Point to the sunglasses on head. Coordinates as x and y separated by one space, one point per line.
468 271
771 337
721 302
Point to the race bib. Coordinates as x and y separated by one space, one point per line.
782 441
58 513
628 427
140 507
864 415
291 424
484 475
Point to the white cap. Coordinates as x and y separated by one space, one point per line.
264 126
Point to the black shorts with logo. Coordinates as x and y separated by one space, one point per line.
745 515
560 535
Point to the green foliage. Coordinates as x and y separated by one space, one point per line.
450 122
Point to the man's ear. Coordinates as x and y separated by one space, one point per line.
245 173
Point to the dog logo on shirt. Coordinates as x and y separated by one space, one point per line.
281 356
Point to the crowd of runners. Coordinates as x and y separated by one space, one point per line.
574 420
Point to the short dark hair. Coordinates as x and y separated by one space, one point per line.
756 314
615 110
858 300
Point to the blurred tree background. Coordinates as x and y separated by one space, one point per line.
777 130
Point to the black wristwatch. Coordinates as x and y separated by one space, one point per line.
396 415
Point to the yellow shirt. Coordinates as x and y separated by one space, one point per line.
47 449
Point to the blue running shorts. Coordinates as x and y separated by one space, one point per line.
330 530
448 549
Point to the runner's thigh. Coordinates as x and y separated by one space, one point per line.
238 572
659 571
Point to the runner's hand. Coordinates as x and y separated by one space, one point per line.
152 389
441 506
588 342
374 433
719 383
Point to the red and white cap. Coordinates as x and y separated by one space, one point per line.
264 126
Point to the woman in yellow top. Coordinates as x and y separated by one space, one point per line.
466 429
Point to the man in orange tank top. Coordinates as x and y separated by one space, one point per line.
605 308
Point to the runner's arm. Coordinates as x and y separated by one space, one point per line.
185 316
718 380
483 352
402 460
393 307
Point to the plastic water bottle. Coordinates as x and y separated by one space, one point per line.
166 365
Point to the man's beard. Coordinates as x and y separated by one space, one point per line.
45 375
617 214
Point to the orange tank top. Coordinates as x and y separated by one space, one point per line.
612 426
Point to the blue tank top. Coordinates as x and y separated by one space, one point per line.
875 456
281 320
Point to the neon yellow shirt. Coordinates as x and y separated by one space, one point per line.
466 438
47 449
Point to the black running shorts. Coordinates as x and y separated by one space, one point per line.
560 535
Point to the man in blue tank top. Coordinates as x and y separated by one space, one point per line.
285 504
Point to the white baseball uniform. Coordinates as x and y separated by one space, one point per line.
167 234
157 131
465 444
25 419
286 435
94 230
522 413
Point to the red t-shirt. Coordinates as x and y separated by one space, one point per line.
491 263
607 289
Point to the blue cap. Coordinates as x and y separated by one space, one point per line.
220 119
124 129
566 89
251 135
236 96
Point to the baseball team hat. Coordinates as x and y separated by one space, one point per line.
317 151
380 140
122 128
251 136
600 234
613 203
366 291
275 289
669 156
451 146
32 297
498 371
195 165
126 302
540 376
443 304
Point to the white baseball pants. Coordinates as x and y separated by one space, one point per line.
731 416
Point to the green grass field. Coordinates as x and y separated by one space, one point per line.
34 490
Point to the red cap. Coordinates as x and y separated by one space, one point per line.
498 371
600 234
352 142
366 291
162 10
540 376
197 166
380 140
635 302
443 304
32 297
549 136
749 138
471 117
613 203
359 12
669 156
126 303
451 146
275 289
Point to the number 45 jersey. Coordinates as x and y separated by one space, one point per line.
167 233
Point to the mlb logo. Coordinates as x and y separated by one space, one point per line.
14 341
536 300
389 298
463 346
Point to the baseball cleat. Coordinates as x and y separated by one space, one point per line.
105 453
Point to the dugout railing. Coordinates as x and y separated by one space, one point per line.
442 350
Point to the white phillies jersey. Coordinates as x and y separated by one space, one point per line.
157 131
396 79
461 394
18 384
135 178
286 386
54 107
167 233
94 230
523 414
################
- Task instructions
Starting at the line with "Point to the baseball cleat.", restate each line through the end of the records, both ends included, and stop there.

- Finished exercise
Point to the baseball cleat. Coordinates as x and y separated by one space, one point per line.
105 453
Point to the dugout railing. Coordinates as x and y separated by one space, one point per line.
442 350
Point to the white phillies jersey. Coordinates as x and y separated by one space, one point per line.
157 131
396 79
461 394
18 384
135 178
286 386
54 107
167 233
94 230
523 414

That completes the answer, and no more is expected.